:: Excerpted passage
Martyn C. Cowan FRHistS is an Irish Presbyterian minister and lecturer in Historical Theology at the Union Theological College, Belfast.

Biography

Early life and education 
Cowan was educated at Friends' School Lisburn and went on to study philosophy at undergraduate and postgraduate level at Queen’s University Belfast. He was a student on the Cornhill Training Course and trained for ordination at Oak Hill Theological College (MTh Distinction), and Union Theological College (PG Cert Min). He subsequently completed doctoral studies at the University of Cambridge with a dissertation entitled ’The prophetic preaching of John Owen from 1646 to 1659 in its historical context'.

Ministry 
He served as Assistant Minister in First Presbyterian Church, Saintfield, and Assistant to the Vacancy Convener in First Presbyterian Church, Portadown. He was appointed Lecturer in Historical Theology at Union College in June 2016 and ordained in December 2016.

Research 
In 2018 he was elected as a Fellow of the Royal Historical Society. Cowan's work on the preaching of John Owen is part of a new scholarly turn in Owen studies.
::::
• Exercise 1: Render every line of the records below as a Markdown table with the columns Line and Content, numbering each row and skipping blank lines.
:: Provided information
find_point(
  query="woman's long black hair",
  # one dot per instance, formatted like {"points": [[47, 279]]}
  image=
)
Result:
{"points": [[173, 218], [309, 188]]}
::::
• Exercise 2:
Answer these questions from the Martyn Cowan biography:
(a) Which school was Cowan educated at before university?
(b) In what month and year was he appointed Lecturer in Historical Theology at Union College?
(c) In what year was he elected a Fellow of the Royal Historical Society?

• Full solution 1:
| Line | Content |
|---|---|
| 1 | find_point( |
| 2 |   query="woman's long black hair", |
| 3 |   # one dot per instance, formatted like {"points": [[47, 279]]} |
| 4 |   image= |
| 5 | ) |
| 6 | Result: |
| 7 | {"points": [[173, 218], [309, 188]]} |

• Full solution 2:
(a) Friends' School Lisburn
(b) June 2016
(c) 2018